_REQUEST_
Change every "thickest part" in the items below to "widest part", and keep all other text the same.
— start of DATA TO PROCESS —
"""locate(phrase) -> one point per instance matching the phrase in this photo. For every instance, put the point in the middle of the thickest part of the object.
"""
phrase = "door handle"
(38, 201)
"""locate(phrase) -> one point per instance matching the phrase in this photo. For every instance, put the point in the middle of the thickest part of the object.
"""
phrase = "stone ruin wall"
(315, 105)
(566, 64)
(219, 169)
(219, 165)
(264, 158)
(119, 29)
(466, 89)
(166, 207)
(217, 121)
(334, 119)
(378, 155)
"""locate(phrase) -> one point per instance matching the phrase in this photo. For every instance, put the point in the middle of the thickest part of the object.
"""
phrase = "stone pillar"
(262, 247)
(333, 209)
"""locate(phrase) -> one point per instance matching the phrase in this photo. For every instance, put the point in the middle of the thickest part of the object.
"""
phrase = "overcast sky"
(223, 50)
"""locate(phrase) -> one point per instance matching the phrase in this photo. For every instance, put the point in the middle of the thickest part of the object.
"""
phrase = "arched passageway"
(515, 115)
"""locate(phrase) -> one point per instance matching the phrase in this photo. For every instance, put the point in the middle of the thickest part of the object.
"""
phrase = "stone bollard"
— end of DATA TO PROCESS —
_RESULT FOR THIS TASK_
"""locate(phrase) -> one point per instance matching the phrase in this photo. For every instance, put the point in the middle of the widest part of the object.
"""
phrase = "door handle"
(38, 201)
"""locate(phrase) -> one point per instance matching the phrase in this photo. For every instance, put the point in the middle of the widest part of the object.
"""
phrase = "stone ruin wall"
(315, 105)
(566, 64)
(219, 169)
(219, 165)
(264, 158)
(119, 29)
(466, 89)
(166, 207)
(217, 121)
(334, 119)
(378, 155)
"""locate(phrase) -> one point per instance matching the phrase in this photo. For every instance, put the point in the middle of the widest part of the object.
"""
phrase = "stone pillar"
(262, 247)
(333, 209)
"""locate(phrase) -> one point per instance matching the phrase in this photo. For every instance, put the point in the middle of the widest part of the object.
"""
phrase = "overcast sky"
(223, 50)
"""locate(phrase) -> one point per instance matching the phrase in this photo. For every instance, put the point in the middle of the widest part of the object.
"""
phrase = "arched passageway"
(515, 115)
"""locate(phrase) -> one point per instance matching the phrase in this photo. For every instance, put the point in the middle of the widest part of the object.
"""
phrase = "stone bollard"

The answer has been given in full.